>> Begin

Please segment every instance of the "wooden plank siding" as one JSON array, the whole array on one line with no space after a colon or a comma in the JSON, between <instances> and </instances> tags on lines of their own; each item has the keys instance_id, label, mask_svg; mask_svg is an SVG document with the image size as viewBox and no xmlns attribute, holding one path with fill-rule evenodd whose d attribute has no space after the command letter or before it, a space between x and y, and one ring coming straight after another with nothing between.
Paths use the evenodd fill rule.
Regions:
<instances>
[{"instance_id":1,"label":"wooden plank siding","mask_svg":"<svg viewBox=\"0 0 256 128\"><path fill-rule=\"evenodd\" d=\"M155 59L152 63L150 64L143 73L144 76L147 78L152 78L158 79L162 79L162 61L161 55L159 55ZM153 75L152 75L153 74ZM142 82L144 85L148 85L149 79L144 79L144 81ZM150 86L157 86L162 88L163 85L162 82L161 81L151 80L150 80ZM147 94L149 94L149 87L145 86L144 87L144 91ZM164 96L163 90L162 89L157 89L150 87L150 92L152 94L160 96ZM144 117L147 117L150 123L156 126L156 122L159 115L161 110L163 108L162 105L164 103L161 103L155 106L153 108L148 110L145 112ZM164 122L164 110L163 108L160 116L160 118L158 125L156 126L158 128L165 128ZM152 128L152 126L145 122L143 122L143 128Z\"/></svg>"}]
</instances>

>> End

**Given exercise**
List each line of the listing above that contains the string "instances", treating uppercase and lowercase as different.

**Final answer**
Please segment every instance of the "wooden plank siding" as one JSON array, the whole array on one line with no space after a colon or a comma in the JSON, between <instances> and </instances> tags on lines of their own; each item has the keys instance_id, label, mask_svg; mask_svg is an SVG document with the image size as viewBox and no xmlns attribute, holding one path with fill-rule evenodd whose d attribute has no space after the command letter or before it, a space between x and y, and one ring coming straight after another with nothing between.
<instances>
</instances>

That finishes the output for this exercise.